◆ **EXERCISE DIRECTIONS**
Reproduce verbatim everything in the data below, from the line containing "Reviewer note: verify that every instance of the road" down to the end of the data.

◆ **MATERIAL**
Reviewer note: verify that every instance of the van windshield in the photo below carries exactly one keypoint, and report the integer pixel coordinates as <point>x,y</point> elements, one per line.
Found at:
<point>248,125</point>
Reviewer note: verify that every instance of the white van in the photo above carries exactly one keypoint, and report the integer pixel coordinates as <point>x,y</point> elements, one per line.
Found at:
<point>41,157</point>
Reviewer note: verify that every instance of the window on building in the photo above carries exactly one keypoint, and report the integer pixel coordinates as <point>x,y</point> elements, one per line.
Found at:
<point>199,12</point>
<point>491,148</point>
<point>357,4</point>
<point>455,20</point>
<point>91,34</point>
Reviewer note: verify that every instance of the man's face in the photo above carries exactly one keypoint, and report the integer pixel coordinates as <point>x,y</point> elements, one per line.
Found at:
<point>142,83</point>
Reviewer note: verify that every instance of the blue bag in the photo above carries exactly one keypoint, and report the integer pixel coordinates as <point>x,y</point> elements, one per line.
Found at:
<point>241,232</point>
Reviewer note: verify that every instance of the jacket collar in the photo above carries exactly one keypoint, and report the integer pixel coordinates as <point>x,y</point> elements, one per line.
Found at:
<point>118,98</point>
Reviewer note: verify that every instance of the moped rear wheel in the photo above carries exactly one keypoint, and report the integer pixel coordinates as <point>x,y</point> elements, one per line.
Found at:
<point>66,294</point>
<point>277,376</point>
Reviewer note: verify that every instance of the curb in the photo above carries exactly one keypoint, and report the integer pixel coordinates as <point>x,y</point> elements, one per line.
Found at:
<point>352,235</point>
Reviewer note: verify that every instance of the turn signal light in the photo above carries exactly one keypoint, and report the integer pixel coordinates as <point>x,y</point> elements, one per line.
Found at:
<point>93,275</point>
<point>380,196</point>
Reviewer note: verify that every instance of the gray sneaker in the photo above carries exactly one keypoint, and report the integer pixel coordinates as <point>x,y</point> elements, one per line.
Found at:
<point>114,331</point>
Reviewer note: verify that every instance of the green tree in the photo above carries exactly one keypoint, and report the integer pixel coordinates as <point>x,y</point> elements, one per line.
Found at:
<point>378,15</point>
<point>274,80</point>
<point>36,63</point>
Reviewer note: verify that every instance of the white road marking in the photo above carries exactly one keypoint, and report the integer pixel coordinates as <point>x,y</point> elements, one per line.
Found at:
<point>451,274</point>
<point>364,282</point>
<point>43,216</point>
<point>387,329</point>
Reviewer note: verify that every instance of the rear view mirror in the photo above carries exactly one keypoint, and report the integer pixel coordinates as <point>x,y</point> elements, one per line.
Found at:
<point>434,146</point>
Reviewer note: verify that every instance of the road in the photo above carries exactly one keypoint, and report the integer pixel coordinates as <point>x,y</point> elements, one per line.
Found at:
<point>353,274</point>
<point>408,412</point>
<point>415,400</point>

◆ **THE SOLUTION**
Reviewer note: verify that every instance of the road in the photo above carries exactly one keypoint, and report the integer pixel coordinates as <point>x,y</point> elements, one per line.
Found at:
<point>353,274</point>
<point>408,412</point>
<point>415,400</point>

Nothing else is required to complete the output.